**WHAT TO WORK ON**
Only the lines below starting at the one that contains "Target: shoreline" and ending at the one that contains "line, e.g. (1052,688)." are to be reproduced, exactly and with both ends kept.

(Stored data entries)
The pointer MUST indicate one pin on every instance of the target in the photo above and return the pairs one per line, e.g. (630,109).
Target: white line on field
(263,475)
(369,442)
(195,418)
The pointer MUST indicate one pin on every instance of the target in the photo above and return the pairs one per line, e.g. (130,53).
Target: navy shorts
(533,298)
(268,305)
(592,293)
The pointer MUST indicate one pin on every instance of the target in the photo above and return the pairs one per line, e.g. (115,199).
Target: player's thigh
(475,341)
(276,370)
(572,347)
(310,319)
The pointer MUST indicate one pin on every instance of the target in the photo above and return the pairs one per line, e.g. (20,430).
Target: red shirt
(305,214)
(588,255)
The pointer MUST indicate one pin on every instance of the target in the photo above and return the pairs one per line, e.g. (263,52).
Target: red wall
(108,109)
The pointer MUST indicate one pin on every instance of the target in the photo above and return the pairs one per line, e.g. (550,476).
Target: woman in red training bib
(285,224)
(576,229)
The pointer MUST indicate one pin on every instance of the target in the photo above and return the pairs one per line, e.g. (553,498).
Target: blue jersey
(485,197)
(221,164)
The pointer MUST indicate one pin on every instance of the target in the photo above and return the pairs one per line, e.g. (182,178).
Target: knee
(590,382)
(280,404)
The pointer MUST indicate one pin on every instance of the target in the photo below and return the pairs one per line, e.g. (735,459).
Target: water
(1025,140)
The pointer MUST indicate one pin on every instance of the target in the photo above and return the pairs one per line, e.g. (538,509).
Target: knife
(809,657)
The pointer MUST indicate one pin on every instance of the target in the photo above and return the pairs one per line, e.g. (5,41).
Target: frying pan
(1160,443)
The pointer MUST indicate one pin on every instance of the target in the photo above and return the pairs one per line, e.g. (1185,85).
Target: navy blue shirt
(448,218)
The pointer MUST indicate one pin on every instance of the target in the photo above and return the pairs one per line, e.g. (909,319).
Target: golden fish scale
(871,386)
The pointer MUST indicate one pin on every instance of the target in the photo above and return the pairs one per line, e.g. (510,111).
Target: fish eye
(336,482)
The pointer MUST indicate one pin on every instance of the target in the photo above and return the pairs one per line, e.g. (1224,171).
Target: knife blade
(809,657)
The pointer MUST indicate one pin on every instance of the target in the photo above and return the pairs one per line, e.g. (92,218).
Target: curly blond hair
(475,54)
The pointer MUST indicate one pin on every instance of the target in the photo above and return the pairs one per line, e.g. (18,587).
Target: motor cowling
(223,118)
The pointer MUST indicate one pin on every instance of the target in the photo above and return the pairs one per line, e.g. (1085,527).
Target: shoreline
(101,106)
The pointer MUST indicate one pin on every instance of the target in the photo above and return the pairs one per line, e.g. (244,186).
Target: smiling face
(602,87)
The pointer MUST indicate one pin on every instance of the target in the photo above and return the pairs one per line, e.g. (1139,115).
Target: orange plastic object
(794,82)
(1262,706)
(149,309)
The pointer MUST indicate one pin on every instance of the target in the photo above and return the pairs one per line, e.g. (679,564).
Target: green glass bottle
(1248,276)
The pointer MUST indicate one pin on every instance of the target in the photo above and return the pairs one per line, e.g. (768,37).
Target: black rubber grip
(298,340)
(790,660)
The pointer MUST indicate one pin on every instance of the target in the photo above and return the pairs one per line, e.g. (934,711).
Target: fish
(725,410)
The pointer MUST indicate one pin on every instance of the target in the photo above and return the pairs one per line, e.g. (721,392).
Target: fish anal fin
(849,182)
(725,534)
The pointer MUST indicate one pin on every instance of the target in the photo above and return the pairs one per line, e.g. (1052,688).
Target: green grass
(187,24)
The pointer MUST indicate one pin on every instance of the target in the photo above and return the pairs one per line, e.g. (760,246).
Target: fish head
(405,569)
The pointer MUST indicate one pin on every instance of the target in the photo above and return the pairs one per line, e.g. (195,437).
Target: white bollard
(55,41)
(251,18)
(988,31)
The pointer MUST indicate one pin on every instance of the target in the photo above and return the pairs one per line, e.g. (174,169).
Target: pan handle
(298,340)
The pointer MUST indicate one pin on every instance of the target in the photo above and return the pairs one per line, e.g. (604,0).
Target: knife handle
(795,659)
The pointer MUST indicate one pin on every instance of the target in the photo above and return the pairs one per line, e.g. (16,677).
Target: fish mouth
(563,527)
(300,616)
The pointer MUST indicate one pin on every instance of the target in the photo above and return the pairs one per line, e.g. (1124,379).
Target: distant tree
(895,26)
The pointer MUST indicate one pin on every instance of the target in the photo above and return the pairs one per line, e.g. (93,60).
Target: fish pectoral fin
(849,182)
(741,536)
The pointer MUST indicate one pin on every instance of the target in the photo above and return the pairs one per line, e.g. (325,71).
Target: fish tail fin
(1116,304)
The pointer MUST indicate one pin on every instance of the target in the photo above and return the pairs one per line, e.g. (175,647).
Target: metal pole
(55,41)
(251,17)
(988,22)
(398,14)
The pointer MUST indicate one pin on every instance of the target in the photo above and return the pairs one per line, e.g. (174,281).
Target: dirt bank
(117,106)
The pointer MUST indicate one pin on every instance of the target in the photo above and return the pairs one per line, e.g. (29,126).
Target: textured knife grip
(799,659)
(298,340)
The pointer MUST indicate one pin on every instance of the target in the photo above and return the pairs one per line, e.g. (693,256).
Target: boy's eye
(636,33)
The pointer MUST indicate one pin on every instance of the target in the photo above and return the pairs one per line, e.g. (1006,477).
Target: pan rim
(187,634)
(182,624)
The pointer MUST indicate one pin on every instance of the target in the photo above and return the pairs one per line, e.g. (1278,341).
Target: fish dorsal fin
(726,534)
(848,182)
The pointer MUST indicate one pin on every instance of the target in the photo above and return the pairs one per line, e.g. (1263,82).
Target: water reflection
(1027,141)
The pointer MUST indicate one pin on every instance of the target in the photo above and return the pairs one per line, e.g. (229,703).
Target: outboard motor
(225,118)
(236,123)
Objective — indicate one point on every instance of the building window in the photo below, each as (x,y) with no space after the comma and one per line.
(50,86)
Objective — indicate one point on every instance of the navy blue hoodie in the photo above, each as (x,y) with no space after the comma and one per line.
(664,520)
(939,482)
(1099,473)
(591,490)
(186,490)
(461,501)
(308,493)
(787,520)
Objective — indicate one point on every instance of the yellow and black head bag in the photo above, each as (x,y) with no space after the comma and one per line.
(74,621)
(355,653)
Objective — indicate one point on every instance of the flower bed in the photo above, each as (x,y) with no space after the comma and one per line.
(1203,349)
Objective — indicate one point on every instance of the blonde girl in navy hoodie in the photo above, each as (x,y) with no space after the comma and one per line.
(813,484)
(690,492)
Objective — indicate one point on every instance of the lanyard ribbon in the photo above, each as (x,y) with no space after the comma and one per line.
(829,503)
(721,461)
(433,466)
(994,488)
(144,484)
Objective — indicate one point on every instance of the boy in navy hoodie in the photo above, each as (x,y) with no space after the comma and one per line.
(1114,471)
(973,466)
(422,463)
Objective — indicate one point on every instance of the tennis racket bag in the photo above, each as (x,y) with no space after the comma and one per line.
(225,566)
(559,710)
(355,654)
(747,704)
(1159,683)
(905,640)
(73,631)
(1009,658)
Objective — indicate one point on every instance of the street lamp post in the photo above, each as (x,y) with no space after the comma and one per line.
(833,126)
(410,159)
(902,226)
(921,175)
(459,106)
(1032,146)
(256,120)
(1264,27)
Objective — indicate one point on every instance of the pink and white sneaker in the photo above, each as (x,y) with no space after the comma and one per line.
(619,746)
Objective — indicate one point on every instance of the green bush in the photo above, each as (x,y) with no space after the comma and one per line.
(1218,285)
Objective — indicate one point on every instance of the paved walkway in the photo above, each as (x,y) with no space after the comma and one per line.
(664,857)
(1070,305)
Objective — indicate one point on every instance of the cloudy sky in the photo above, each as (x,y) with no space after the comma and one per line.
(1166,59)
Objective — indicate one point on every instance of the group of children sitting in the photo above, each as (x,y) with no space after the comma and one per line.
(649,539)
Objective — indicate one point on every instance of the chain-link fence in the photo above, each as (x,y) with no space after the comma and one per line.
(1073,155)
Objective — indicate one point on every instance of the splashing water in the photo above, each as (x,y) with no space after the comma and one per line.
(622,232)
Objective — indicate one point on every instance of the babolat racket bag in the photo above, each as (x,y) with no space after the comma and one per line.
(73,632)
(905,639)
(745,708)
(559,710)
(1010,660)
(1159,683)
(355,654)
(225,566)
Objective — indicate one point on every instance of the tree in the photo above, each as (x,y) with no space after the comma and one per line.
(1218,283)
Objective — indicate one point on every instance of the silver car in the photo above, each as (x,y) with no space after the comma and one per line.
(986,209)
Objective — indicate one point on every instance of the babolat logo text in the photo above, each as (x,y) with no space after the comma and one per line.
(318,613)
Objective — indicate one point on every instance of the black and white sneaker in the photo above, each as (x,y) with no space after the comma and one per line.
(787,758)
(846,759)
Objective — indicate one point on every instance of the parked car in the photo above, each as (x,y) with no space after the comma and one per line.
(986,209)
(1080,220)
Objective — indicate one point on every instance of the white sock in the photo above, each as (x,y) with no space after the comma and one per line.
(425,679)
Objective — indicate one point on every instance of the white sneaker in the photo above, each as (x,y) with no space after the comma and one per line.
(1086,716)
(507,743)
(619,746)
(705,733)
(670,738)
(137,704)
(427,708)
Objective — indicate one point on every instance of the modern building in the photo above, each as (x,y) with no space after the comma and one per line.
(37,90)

**FINAL ANSWER**
Target: shoreline
(101,106)
The pointer MUST indicate one pin on every instance of the target in the photo above and return the pairs one per line, e.g. (244,186).
Target: smiling face
(602,87)
The pointer MUST indicate one pin on every instance of the target in the photo above and return the pairs one per line, e.g. (1139,115).
Target: orange plastic object
(794,82)
(1262,706)
(149,309)
The pointer MUST indicate one pin on every instance of the target in the photo above and return the pairs one per line, e.g. (679,564).
Target: green glass bottle
(1248,276)
The pointer MUST indicate one pin on every instance of the target in the photo above and return the pairs one per line, e.g. (768,37).
Target: black rubber grip
(298,340)
(790,660)
The pointer MUST indicate one pin on every instance of the target in the photo above and return the pairs one per line, e.g. (934,711).
Target: fish
(725,410)
The pointer MUST indicate one pin on every instance of the target in the photo above and return the pairs one per line, e.g. (721,392).
Target: fish anal fin
(849,182)
(725,534)
The pointer MUST indicate one pin on every instance of the target in the photo above and return the pairs one per line, e.g. (1052,688).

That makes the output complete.